**TASK STATEMENT**
Every line of the material below should be output exactly as written, with the images skipped.
====================
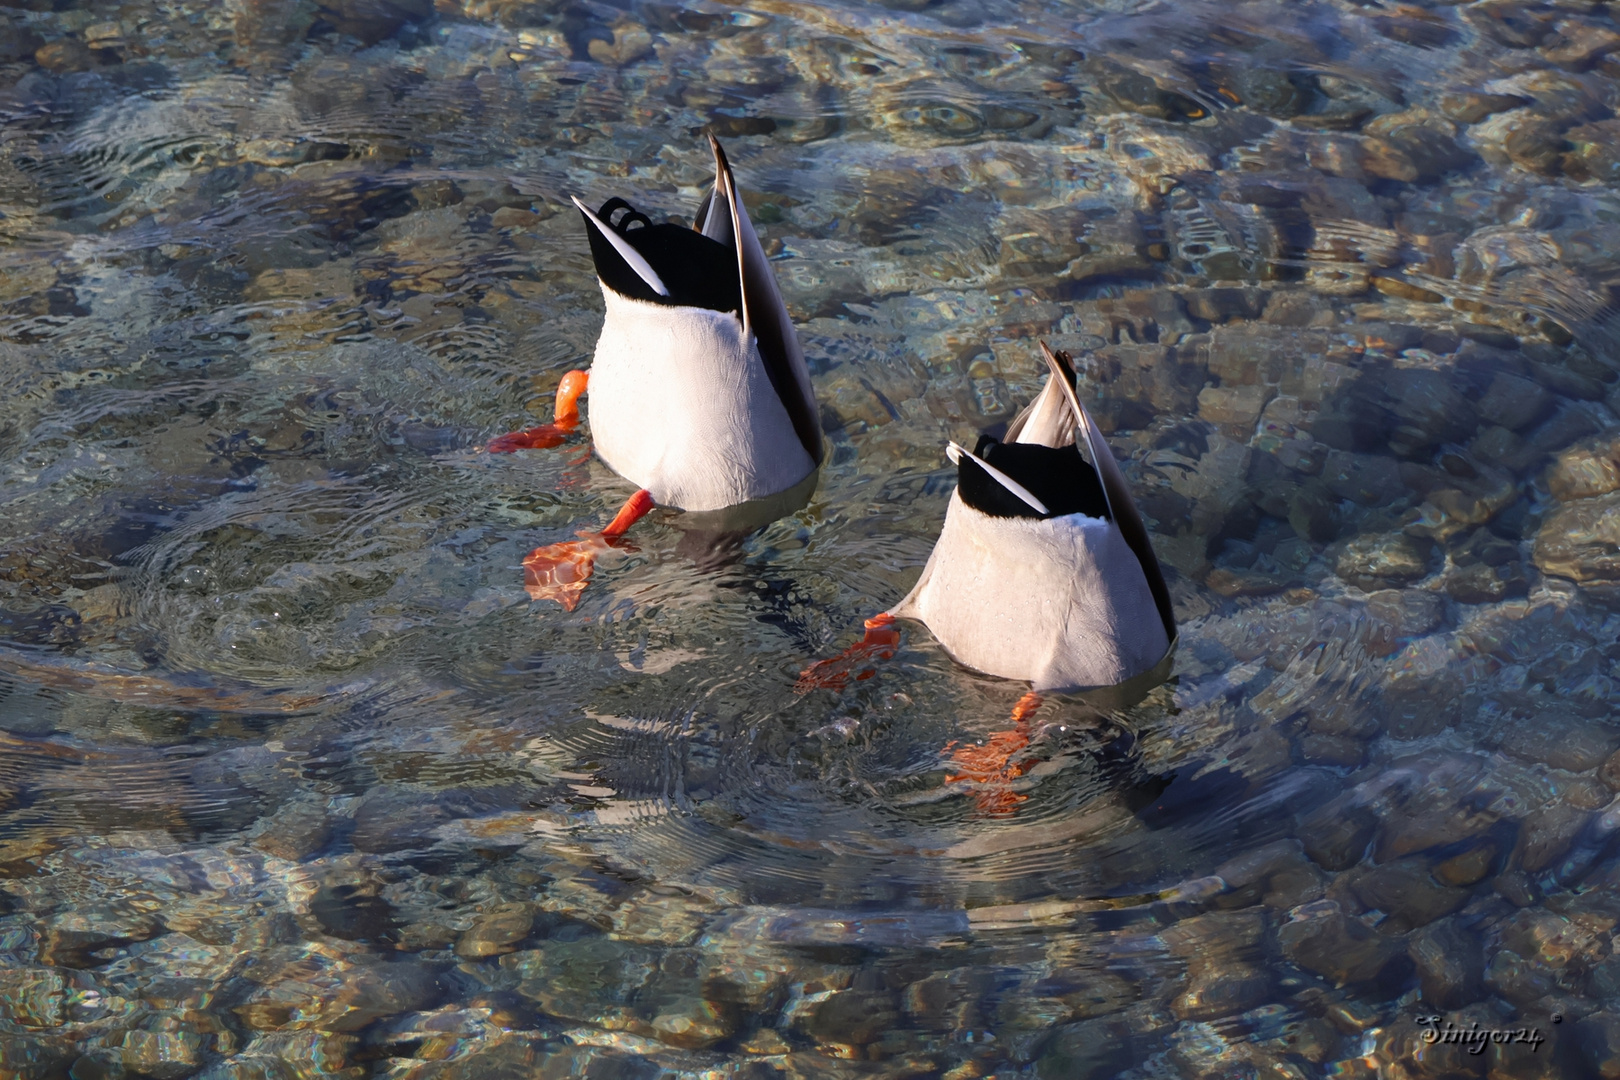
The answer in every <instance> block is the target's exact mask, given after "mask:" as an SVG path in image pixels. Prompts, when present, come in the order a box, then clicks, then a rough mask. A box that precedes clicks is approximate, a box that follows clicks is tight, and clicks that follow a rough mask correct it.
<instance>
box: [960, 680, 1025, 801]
mask: <svg viewBox="0 0 1620 1080" xmlns="http://www.w3.org/2000/svg"><path fill="white" fill-rule="evenodd" d="M1040 703H1042V696H1040V695H1038V693H1034V691H1030V693H1027V695H1024V696H1022V698H1019V699H1017V704H1016V706H1013V730H1006V732H991V733H990V738H988V740H985V742H983V743H982V745H978V746H961V748H956V750H953V746H956V742H951V743H949V745H948V746H946V750H948V751H951V767H956V769H957V772H953V774H948V776H946V777H944V782H946V784H962V782H969V784H978V785H980V787H978V790H975V792H972V795H974V803H975V806H977V808H978V810H980V811H983V813H988V814H1009V813H1013V810H1016V808H1017V805H1019V803H1022V801H1024V800H1025V798H1029V797H1027V795H1022V793H1019V792H1014V790H1009V787H1008V785H1009V784H1013V782H1014V780H1016V779H1019V777H1021V776H1024V774H1025V772H1029V769H1030V766H1032V764H1034V761H1027V759H1017V755H1019V753H1022V751H1024V748H1027V746H1029V738H1030V724H1029V717H1030V716H1034V714H1035V709H1038V708H1040Z"/></svg>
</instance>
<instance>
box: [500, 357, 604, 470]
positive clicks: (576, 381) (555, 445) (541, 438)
mask: <svg viewBox="0 0 1620 1080" xmlns="http://www.w3.org/2000/svg"><path fill="white" fill-rule="evenodd" d="M588 382H590V372H586V371H570V372H569V374H565V376H562V382H561V384H557V405H556V410H552V419H551V423H549V424H541V426H539V427H530V429H528V431H514V432H510V434H505V436H496V437H494V439H491V440H489V445H488V447H486V449H488V450H489V453H510V452H512V450H549V449H552V447H561V445H562V442H564V440H565V439H567V437H569V436H570V434H573V429H575V427H578V424H580V395H582V393H585V387H586V384H588Z"/></svg>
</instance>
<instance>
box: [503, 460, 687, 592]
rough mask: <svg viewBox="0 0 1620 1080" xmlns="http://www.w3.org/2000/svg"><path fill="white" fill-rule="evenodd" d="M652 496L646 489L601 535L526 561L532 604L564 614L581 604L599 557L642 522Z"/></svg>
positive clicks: (525, 572)
mask: <svg viewBox="0 0 1620 1080" xmlns="http://www.w3.org/2000/svg"><path fill="white" fill-rule="evenodd" d="M654 505H656V504H654V502H653V492H650V491H646V489H645V487H643V489H642V491H638V492H635V494H633V495H630V499H627V500H625V504H624V505H622V507H620V508H619V513H617V515H614V520H612V521H609V523H608V528H604V529H603V531H601V533H580V539H577V541H561V542H557V544H546V546H544V547H536V549H535V551H531V552H528V557H525V559H523V589H525V591H527V593H528V597H530V599H531V601H557V602H559V604H562V609H564V610H573V609H575V607H578V604H580V594H582V593H583V591H585V586H586V585H590V580H591V572H593V570H595V568H596V555H599V554H601V552H603V551H604V549H608V547H611V546H612V542H614V541H616V539H619V538H620V536H624V534H625V531H627V529H629V528H630V526H632V525H635V523H637V521H640V520H642V518H643V517H646V513H648V512H650V510H651V508H653V507H654Z"/></svg>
====================
**EXERCISE OUTPUT**
The answer in every <instance> block is the target's exact mask, given after "mask:" as an SVG path in image pixels. Prompts, when present, come in the order a box, then clicks, then a rough mask. A box that precedes clicks is approximate, a box that follows clicks is tight, and clicks that follow a rough mask correct it.
<instance>
box: [960, 680, 1025, 801]
mask: <svg viewBox="0 0 1620 1080" xmlns="http://www.w3.org/2000/svg"><path fill="white" fill-rule="evenodd" d="M1040 703H1042V696H1040V695H1038V693H1034V691H1030V693H1027V695H1024V696H1022V698H1019V699H1017V704H1016V706H1013V730H1006V732H991V733H990V738H988V740H985V742H983V743H982V745H978V746H961V748H956V750H953V746H956V742H951V743H949V745H948V746H946V750H948V751H951V767H956V769H957V772H953V774H948V776H946V777H944V782H946V784H962V782H969V784H978V785H980V787H978V790H975V792H972V795H974V803H975V806H977V808H978V810H980V811H983V813H988V814H1009V813H1013V810H1016V808H1017V805H1019V803H1022V801H1024V800H1025V798H1029V797H1027V795H1022V793H1019V792H1014V790H1009V787H1008V785H1009V784H1013V782H1014V780H1016V779H1019V777H1021V776H1024V774H1025V772H1029V769H1030V766H1032V764H1034V761H1027V759H1017V755H1019V753H1022V751H1024V748H1027V746H1029V738H1030V724H1029V717H1030V716H1034V714H1035V709H1038V708H1040Z"/></svg>
</instance>
<instance>
box: [500, 357, 604, 470]
positive clicks: (576, 381) (555, 445) (541, 438)
mask: <svg viewBox="0 0 1620 1080" xmlns="http://www.w3.org/2000/svg"><path fill="white" fill-rule="evenodd" d="M588 382H590V372H586V371H570V372H569V374H565V376H562V382H561V384H557V405H556V410H552V419H551V423H549V424H541V426H539V427H530V429H528V431H514V432H510V434H505V436H496V437H494V439H491V440H489V445H488V447H486V449H488V450H489V453H510V452H512V450H549V449H552V447H561V445H562V442H564V440H565V439H567V437H569V436H570V434H573V429H575V427H578V424H580V395H582V393H585V387H586V384H588Z"/></svg>
</instance>
<instance>
box: [503, 460, 687, 592]
rough mask: <svg viewBox="0 0 1620 1080" xmlns="http://www.w3.org/2000/svg"><path fill="white" fill-rule="evenodd" d="M652 496L646 489L601 535L526 561L532 604L564 614L581 604L599 557L642 522Z"/></svg>
positive clicks: (525, 572)
mask: <svg viewBox="0 0 1620 1080" xmlns="http://www.w3.org/2000/svg"><path fill="white" fill-rule="evenodd" d="M654 505H656V504H654V502H653V492H650V491H646V489H645V487H643V489H642V491H638V492H635V494H633V495H630V499H627V500H625V504H624V505H622V507H620V508H619V513H617V515H614V520H612V521H609V523H608V528H604V529H603V531H601V533H580V539H577V541H561V542H557V544H546V546H544V547H536V549H535V551H531V552H528V557H525V559H523V589H525V591H527V593H528V597H530V599H531V601H557V602H559V604H562V609H564V610H573V609H575V607H578V604H580V594H582V593H583V591H585V586H586V585H590V580H591V572H593V570H595V568H596V555H599V554H601V552H603V551H604V549H608V547H611V546H612V542H614V541H616V539H619V538H620V536H624V534H625V531H627V529H629V528H630V526H632V525H635V523H637V521H640V520H642V518H643V517H646V513H648V512H650V510H651V508H653V507H654Z"/></svg>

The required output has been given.